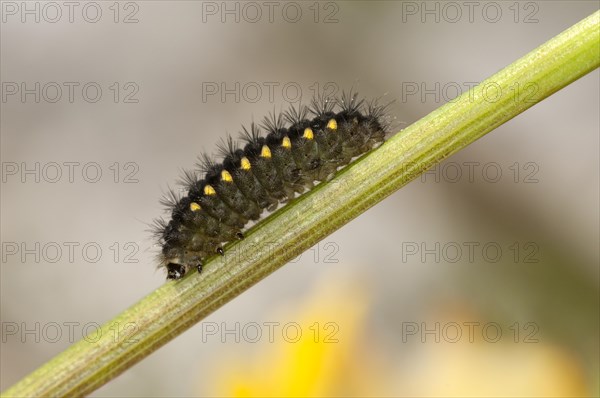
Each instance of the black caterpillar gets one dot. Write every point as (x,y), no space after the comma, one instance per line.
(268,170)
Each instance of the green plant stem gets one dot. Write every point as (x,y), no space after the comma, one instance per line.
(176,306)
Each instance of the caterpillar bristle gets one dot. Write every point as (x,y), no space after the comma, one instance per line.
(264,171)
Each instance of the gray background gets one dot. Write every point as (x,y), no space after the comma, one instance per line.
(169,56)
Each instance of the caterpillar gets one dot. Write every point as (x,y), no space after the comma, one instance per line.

==

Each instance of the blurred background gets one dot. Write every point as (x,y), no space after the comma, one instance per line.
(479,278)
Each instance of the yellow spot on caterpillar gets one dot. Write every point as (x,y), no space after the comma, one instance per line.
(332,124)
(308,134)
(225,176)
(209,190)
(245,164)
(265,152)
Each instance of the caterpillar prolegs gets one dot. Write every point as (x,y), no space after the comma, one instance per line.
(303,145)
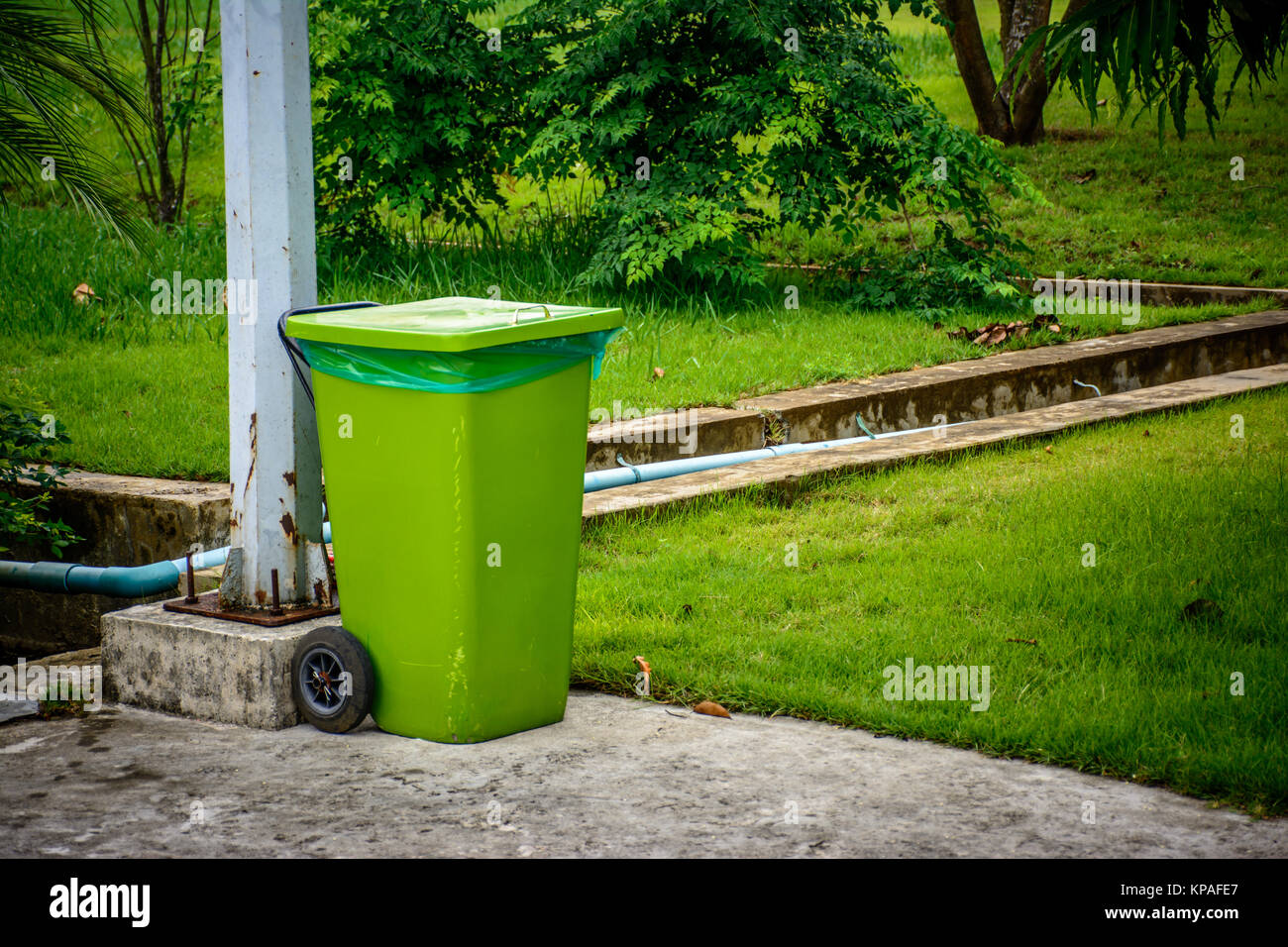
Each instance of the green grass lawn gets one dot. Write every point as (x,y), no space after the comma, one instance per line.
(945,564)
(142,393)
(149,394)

> _Exercise objective_: List each line in the material above that contains the word "background", copying each one in full.

> _Task solution_:
Each instance of the gray background gets one dot. Write every point as (x,y), no space after the comma, one instance per line.
Each instance of the blurred background gets one dot. Write every point as (x,y), no space after the comma, one instance per line.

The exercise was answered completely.